■ **WHAT TO WORK ON**
For the entries below, repeat exactly each line starting with the one that contains "Objective — a point for each instance of the water" and going on through the one that contains "Objective — a point for each instance of the concrete floor", and no others.

(Stored data entries)

────────────────────────────────────────

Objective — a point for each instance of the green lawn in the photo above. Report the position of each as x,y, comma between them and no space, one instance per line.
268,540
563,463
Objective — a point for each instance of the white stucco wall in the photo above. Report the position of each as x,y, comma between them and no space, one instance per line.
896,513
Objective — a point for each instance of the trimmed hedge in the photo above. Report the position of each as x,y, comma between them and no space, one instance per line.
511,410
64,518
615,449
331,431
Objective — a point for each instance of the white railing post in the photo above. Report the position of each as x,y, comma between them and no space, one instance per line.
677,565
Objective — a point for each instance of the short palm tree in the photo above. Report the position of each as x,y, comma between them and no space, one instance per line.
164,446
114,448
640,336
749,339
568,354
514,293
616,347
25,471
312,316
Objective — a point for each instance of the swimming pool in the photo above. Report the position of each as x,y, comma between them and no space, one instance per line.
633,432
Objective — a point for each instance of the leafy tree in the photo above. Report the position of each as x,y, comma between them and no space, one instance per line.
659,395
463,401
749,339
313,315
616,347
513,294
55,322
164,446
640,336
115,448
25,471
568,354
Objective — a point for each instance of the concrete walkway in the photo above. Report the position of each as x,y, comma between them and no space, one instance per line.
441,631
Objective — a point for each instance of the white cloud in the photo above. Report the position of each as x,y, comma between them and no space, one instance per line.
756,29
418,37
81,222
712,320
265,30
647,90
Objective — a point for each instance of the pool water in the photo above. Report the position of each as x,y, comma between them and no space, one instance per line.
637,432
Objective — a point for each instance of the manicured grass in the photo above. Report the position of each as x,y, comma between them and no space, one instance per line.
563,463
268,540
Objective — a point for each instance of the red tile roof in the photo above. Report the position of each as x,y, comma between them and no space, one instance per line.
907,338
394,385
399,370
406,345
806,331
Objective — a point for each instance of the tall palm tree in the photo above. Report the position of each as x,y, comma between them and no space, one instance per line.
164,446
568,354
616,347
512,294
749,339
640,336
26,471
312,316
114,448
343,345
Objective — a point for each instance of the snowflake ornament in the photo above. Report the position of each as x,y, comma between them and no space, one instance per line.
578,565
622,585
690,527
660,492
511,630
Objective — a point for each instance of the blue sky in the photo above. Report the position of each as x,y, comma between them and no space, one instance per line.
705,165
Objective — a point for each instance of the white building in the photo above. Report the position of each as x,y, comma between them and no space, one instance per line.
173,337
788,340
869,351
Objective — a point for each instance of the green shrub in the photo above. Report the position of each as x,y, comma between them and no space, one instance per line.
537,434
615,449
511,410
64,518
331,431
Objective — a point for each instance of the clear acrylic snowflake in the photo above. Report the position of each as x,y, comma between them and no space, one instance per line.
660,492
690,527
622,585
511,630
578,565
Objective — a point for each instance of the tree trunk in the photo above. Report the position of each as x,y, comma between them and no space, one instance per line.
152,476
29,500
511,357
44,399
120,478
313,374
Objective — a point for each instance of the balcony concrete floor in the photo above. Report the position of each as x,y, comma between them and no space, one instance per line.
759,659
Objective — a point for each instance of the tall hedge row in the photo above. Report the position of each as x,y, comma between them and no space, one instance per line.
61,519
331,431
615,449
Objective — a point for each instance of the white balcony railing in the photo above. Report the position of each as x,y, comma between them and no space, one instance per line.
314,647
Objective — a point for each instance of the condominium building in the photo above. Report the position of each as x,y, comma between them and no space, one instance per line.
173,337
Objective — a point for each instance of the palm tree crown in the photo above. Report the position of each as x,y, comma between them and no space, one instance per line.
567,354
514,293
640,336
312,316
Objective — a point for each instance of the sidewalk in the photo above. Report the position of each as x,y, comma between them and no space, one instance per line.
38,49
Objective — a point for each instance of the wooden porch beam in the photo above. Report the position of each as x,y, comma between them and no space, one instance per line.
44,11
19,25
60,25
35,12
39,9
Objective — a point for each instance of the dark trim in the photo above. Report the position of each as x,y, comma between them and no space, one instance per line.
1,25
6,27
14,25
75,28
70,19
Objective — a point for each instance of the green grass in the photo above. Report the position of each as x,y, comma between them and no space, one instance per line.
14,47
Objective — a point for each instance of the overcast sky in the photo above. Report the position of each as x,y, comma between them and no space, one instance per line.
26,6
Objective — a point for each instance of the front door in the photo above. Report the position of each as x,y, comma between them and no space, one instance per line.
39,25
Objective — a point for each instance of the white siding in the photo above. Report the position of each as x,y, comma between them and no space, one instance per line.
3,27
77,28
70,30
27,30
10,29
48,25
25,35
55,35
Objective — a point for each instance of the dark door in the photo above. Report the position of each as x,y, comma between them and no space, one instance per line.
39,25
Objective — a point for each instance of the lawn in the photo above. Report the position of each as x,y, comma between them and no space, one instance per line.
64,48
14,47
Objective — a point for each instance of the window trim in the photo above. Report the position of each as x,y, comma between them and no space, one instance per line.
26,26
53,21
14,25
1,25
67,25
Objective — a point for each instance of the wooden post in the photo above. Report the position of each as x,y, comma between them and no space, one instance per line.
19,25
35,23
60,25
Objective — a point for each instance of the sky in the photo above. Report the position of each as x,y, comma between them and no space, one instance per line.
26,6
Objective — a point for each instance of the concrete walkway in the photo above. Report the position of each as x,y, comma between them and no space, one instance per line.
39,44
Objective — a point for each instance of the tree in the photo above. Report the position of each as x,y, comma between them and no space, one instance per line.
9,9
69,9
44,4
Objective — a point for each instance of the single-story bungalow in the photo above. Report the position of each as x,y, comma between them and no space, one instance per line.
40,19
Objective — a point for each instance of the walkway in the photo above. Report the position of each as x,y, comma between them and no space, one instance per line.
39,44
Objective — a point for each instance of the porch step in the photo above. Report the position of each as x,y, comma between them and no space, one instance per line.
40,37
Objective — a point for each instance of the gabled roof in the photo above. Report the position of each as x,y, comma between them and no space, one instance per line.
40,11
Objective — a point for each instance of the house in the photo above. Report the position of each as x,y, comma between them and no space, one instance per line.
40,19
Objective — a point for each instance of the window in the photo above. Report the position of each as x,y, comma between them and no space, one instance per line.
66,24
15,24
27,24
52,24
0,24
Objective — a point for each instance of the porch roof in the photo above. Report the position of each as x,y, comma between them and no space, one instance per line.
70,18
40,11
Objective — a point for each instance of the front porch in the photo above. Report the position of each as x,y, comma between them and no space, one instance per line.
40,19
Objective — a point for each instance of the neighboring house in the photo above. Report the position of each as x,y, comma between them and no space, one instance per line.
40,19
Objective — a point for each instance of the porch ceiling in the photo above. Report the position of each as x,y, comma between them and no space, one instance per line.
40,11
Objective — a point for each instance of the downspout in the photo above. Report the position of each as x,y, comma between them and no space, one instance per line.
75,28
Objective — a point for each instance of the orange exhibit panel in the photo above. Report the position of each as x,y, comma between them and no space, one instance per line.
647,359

────────────────────────────────────────

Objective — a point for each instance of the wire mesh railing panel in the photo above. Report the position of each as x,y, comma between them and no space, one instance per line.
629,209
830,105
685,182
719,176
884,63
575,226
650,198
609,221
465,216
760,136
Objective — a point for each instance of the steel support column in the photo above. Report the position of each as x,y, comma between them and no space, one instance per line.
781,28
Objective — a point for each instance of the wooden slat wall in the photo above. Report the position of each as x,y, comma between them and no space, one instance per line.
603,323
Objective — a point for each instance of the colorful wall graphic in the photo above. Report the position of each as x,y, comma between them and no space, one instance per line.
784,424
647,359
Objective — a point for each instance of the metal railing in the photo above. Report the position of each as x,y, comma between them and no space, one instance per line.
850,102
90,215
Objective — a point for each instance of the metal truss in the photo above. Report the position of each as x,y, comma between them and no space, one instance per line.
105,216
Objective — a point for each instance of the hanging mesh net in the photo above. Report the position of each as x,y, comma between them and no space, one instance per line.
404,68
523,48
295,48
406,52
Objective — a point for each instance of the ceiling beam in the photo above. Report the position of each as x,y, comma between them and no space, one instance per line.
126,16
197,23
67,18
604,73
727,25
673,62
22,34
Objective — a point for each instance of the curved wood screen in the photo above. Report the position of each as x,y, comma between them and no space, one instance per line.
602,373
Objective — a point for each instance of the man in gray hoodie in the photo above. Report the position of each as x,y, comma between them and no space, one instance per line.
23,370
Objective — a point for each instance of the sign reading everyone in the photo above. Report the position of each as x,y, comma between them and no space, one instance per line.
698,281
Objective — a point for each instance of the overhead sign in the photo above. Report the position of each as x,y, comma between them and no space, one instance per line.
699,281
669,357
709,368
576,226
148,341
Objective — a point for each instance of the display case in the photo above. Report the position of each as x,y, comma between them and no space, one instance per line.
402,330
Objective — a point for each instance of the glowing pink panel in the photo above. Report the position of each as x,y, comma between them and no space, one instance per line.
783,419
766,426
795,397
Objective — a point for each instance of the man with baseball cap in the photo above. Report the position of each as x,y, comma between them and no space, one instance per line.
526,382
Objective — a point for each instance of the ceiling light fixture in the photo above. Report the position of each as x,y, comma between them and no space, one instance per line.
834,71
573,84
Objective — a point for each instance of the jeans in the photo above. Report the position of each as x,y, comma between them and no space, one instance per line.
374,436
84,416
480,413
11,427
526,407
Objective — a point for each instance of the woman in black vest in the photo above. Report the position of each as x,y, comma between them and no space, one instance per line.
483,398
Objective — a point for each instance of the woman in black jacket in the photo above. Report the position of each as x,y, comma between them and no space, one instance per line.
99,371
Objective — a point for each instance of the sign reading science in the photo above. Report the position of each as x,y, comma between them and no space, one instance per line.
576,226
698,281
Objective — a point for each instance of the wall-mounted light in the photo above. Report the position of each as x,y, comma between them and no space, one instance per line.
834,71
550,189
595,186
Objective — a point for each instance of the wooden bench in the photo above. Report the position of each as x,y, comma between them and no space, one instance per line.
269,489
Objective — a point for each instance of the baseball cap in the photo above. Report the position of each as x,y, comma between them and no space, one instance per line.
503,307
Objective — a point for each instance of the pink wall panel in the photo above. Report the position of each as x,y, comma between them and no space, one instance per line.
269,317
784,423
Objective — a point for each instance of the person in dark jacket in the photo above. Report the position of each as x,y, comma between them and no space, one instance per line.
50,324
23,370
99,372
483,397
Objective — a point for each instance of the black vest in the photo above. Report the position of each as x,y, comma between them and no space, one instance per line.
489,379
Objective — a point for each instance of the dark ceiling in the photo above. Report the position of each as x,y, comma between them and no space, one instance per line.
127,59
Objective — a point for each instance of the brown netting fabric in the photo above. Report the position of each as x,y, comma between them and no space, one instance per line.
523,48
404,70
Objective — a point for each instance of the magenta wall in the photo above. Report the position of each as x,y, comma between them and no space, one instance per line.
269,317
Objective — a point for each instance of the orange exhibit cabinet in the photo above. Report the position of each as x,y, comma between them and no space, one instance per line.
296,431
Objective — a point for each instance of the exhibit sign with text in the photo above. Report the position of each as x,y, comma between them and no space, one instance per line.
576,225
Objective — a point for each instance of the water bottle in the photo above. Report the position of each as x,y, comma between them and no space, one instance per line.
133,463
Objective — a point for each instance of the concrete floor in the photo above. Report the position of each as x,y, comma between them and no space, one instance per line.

────────────────────────────────────────

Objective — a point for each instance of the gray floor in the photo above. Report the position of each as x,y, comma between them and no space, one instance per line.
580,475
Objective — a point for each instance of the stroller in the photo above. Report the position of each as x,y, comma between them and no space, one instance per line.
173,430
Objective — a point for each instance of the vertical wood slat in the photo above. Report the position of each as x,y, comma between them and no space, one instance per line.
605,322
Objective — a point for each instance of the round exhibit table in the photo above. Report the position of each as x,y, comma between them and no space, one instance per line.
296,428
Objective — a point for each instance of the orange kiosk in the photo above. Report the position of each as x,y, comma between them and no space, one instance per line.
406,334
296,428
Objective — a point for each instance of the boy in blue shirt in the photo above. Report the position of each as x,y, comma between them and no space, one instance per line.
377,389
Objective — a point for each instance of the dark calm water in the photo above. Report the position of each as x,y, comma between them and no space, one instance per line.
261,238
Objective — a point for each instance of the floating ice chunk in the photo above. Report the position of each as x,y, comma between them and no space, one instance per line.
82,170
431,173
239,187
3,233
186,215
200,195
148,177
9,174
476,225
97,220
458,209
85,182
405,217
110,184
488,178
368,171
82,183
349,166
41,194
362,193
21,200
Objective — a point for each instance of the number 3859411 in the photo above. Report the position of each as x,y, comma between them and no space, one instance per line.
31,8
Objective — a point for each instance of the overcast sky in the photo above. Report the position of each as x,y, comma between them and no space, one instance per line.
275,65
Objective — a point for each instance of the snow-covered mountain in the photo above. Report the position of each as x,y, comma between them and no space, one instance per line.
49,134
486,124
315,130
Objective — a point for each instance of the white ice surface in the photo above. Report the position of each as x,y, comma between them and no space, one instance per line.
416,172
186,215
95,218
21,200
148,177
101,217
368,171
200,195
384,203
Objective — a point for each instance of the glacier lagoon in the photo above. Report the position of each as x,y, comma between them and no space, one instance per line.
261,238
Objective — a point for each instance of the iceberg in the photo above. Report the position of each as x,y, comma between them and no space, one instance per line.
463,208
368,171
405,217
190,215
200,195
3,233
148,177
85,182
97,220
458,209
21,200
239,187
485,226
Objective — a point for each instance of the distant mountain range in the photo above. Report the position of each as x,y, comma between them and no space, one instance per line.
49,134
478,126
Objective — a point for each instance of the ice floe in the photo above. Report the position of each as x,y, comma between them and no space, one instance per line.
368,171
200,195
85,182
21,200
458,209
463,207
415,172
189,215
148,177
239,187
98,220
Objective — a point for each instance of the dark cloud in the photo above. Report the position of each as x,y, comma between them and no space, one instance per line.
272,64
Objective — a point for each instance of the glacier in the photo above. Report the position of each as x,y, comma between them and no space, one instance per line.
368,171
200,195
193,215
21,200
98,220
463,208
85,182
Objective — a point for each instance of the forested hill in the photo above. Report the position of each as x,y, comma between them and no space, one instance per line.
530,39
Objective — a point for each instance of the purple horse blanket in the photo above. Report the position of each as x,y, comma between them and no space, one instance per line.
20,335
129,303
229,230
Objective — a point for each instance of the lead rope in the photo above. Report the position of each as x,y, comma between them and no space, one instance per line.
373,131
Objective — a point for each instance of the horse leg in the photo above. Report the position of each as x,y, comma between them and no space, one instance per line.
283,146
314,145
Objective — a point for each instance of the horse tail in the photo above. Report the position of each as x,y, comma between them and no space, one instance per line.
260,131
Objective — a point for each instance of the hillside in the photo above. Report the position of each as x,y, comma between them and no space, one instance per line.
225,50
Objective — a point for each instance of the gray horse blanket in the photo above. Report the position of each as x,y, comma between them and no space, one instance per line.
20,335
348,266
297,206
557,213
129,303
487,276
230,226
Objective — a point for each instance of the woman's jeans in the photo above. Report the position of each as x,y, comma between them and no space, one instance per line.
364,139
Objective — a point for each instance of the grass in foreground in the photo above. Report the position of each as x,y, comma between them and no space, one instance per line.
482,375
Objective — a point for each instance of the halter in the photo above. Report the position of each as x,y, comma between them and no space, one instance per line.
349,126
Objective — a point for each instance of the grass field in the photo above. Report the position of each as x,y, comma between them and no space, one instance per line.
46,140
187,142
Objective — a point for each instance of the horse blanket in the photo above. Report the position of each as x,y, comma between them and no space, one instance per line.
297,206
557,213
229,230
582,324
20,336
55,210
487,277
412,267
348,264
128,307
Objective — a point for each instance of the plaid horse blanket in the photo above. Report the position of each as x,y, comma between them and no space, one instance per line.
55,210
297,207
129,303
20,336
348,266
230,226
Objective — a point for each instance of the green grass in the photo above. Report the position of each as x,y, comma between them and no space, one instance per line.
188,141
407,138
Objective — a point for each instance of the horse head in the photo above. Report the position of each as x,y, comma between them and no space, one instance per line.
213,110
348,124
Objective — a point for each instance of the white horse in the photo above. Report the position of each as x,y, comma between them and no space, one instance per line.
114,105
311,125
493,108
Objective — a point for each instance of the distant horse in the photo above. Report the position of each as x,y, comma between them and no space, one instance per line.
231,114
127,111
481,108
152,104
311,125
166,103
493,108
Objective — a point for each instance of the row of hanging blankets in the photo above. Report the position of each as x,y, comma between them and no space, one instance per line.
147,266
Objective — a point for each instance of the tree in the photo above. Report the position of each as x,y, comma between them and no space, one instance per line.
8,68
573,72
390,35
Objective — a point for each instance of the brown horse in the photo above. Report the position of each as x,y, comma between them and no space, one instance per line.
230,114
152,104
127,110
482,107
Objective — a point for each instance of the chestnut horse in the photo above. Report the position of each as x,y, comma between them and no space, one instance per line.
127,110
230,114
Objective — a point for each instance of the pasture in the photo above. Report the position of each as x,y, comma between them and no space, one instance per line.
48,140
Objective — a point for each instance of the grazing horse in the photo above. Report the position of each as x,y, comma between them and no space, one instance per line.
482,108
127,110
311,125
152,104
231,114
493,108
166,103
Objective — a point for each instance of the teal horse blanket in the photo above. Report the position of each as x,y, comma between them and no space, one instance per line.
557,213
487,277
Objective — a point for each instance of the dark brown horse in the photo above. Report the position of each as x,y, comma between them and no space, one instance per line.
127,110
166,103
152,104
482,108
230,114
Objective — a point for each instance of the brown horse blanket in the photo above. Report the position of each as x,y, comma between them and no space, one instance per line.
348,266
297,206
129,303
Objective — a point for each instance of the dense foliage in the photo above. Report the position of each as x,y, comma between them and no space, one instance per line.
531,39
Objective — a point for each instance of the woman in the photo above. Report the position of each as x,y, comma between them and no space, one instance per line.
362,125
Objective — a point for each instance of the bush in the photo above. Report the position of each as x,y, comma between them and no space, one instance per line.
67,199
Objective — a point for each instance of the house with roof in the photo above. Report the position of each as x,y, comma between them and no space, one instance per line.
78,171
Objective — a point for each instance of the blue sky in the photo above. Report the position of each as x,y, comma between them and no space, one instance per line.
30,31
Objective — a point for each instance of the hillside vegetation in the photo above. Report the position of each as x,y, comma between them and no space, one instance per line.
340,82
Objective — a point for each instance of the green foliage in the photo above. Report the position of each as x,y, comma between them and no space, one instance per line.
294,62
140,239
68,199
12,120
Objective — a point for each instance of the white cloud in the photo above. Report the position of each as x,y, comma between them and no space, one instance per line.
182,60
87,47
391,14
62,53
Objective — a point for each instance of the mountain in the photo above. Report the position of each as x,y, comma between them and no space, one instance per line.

────────────────────────────────────────

■ **COMPLETED EXERCISE**
Objective — a point for each instance of the water bottle in the photo above. Report the position of each as x,y, comma between them and no space, one instance per line.
133,463
Objective — a point for each instance of the concrete floor in the photo above. Report the position of each as x,y, comma between them and no space, one instance per line.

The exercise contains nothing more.